• TEXT PROVIDED:
## BEGIN

In addition to being configured to be movably mounted to the drilling frame 162, the carriage frame 112 is also configured to support the rotary drive assembly 130 with a rotary drive support 118 in the form of a pair of shafts 220 that are mounted in a front cross member 222 and rear cross member 224. The shafts 220 extend through corresponding apertures 144 in the rotary drive housing 142 (FIG. 8) to form a pair of sliding supports. The sliding supports for the rotary drive support 118 laterally flank the drive spindle 140. The spindle axis A is positioned no higher than a reference line R connecting respective centers of the pair of sliding supports (e.g., the centers of the shafts 220 and the corresponding apertures 144 in the illustrated embodiment). The rotary drive assembly 130, in the embodiment illustrated in FIG. 7, includes two rotary drive motors 132. Other embodiments may have more or fewer motors. The rotary drive motors 132 can be hydraulic motors, but can alternately be electric motors in other embodiments. The rotary drive motors 132 are mounted to the rotary drive housing 142, with a rotary drive pinon gear 134 provided on the output shaft of the motor(s) 132. An idler gear 136 is supported within the rotary drive housing 142, in mesh with the rotary drive pinion 134 and in mesh with a rotary drive final gear 138. This gear train is configured to provide an appropriate speed reduction, while also minimizing the overall width of the rotary drive housing 142, by vertically stacking the gears 134, 136, 138. A portion of the drive spindle 140 is mounted in the rotary drive housing 142 and is fixed to the rotary drive final gear 138 to rotate therewith. In other words, the drive spindle 140 is coaxial with the rotary drive final gear 138. The remainder of the drive spindle 140 extends out from the rotary drive housing 142, including a distal end operable to connect with the drill string during use of the HDD machine 100.

## END

• INFORMATION GIVEN:
## BEGIN

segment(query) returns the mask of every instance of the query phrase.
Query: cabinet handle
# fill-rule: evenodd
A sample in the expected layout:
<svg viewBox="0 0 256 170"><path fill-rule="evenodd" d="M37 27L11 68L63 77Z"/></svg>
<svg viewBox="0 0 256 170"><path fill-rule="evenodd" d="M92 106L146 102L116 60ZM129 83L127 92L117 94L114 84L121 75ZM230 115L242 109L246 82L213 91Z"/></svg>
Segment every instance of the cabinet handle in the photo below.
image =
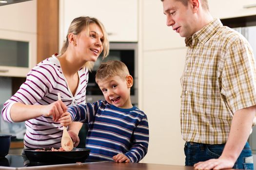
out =
<svg viewBox="0 0 256 170"><path fill-rule="evenodd" d="M0 72L9 72L8 69L0 69Z"/></svg>
<svg viewBox="0 0 256 170"><path fill-rule="evenodd" d="M243 6L244 8L251 8L256 7L256 4L250 4L250 5L246 5Z"/></svg>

## END

• WHAT YOU NEED TO DO:
Transcribe the full passage above about the rotary drive assembly of the HDD machine, word for word.

• EXERCISE OUTPUT:
In addition to being configured to be movably mounted to the drilling frame 162, the carriage frame 112 is also configured to support the rotary drive assembly 130 with a rotary drive support 118 in the form of a pair of shafts 220 that are mounted in a front cross member 222 and rear cross member 224. The shafts 220 extend through corresponding apertures 144 in the rotary drive housing 142 (FIG. 8) to form a pair of sliding supports. The sliding supports for the rotary drive support 118 laterally flank the drive spindle 140. The spindle axis A is positioned no higher than a reference line R connecting respective centers of the pair of sliding supports (e.g., the centers of the shafts 220 and the corresponding apertures 144 in the illustrated embodiment). The rotary drive assembly 130, in the embodiment illustrated in FIG. 7, includes two rotary drive motors 132. Other embodiments may have more or fewer motors. The rotary drive motors 132 can be hydraulic motors, but can alternately be electric motors in other embodiments. The rotary drive motors 132 are mounted to the rotary drive housing 142, with a rotary drive pinon gear 134 provided on the output shaft of the motor(s) 132. An idler gear 136 is supported within the rotary drive housing 142, in mesh with the rotary drive pinion 134 and in mesh with a rotary drive final gear 138. This gear train is configured to provide an appropriate speed reduction, while also minimizing the overall width of the rotary drive housing 142, by vertically stacking the gears 134, 136, 138. A portion of the drive spindle 140 is mounted in the rotary drive housing 142 and is fixed to the rotary drive final gear 138 to rotate therewith. In other words, the drive spindle 140 is coaxial with the rotary drive final gear 138. The remainder of the drive spindle 140 extends out from the rotary drive housing 142, including a distal end operable to connect with the drill string during use of the HDD machine 100.